Paris is no ordinary city. Aimee Leduc is no ordinary PI. She's young, stylish, gutsy, fearless, with a weakness for bad boys--in short, a danger-seeking missile. Daughter of a police detective killed on the job, she knows the danger; hence, her ever-present resolve to stick to high-tech, non-criminal investigations.
Still, more often than not, Aimee finds herself digging up wartime secrets, investigating illegal immigration, unmasking corrupt government officials, tracking down dirty police, or penetrating a terrorist cell.
From the beginning, Black's series has had a gritty, edgy feel, taking the reader to the darkest places in the City of Light.
Peter May (Ann)
Best known for his popular Lewis Trilogy starring Fin Macleod, one of his earlier series features Enzo Macleod, a French forensic science professor and Scotsman/Italian determined to solve seven French unsolved and presumably unsolvable murders. (His quest, in fact, is the result of a bet with a friend.)
This Macleod is not especially humble, and he generally fails to endear himself to those in authority. But he is funny, and often kind.
With the first five books recently reissued in Britain and the sixth and final book in progress, it is now possible to find the books without spending a fortune and enjoy our hero's journey through various parts of France.
In the first, Extraordinary People/Dry Bones, and third, Blacklight Blue, he starts and ends in Paris after visits to the countryside. In The Critic/A Vintage Murder (second), the death of a powerful wine reviewer takes Enzo into the countryside as does Blowback (fifth), about the death of a famed French restaurateur. Freeze Frame (fourth) is set on an island off the coast of Brittany.

Rows from a dataset
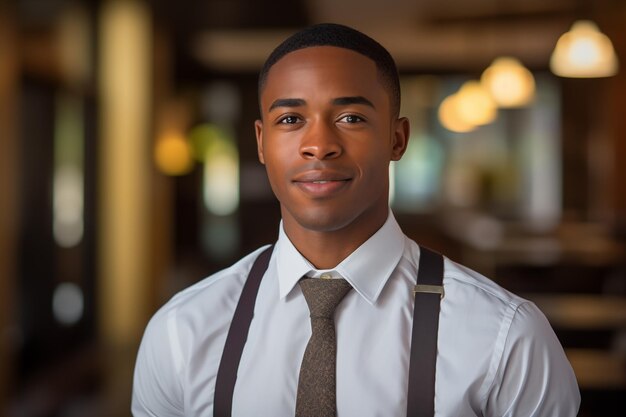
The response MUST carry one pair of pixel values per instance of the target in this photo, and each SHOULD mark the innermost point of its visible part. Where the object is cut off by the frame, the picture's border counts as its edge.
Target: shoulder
(226, 282)
(465, 286)
(199, 310)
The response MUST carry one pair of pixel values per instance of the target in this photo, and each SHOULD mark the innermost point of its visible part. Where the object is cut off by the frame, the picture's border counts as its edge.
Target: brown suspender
(422, 366)
(237, 335)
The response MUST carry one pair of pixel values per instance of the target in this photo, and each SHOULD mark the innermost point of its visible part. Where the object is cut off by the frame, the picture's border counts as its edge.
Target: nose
(320, 141)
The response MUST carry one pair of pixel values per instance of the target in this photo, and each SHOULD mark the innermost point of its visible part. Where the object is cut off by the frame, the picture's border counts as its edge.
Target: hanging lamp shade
(475, 105)
(450, 118)
(584, 52)
(510, 83)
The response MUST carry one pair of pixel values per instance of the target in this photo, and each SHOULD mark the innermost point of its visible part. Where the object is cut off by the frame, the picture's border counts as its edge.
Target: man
(329, 102)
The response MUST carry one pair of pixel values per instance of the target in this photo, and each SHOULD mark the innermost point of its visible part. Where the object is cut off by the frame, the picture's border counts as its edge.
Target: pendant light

**What you have to do**
Proceed with the text about mystery series set in France, picking up after its last sentence. These rows are separate material and have no connection to the text about mystery series set in France.

**Result of the exercise**
In no case do very many people want the case solved, rather the reverse. And the attempted murders are quite inventive, as in being run over by an automated grape picker. Still, while Enzo is older, he's not quite ready to go. And he does want to solve these cases.
A fun series with a complex hero.
Allan Massie (Ann)
The actions of French officials under German occupation remain controversial to this day. Is an official carrying out his duties a collaborator or a loyal Frenchman, trying as best he can to serve his fellow citizens? It's this question that's the focus of the four books of Massie's Bordeaux series starring police Superintendent Lannes.
Massie, like his compatriot John Banville, is primarily a "serious" novelist who came to mysteries late in his career. But a policeman is certainly an effective vehicle for studying duty, especially a policeman with two sons of military age and friends across ethnic/religious lines, and the tendency of policeman heroes to ignore instructions from above.
In Death in Bordeaux, the first book, the rapid collapse of French defenses leaves many French adrift, wondering what happened and who is to blame. Bordeaux, like Paris, is occupied by the Germans, though most administrative duties, including policing, are left in the hands of the French. But not without interference, of course. So when Lannes looks into the death of a homosexual and then is warned off, he begins to think there's more than a sex crime here.
In the next three books the settings of the crimes are used to illustrate different stages of the occupation and of the resistance. It's a really masterful job of bringing to life a difficult time in French history. Highly recommended (for a certain segment of our readers).
Brief Notes (Ann)
While on the topic of France in the 20th century, it's worth mentioning Paul Grossman's series featuring Willi Kraus, a war hero and famous Berlin detective, who by 1933 is forced to escape Germany and become a refugee in Paris. While it's better being Jewish in Paris than in Berlin, being a refugee without the right of domicile means there's no way for Willi to work legally. So he does so illegally and gets drawn ever deeper into a world he can't really understand. Be warned: The French here are remarkably untrustworthy, but their food is very, very good. And it's fun to travel around Paris with Willi, especially after he develops a phobia about the Metro.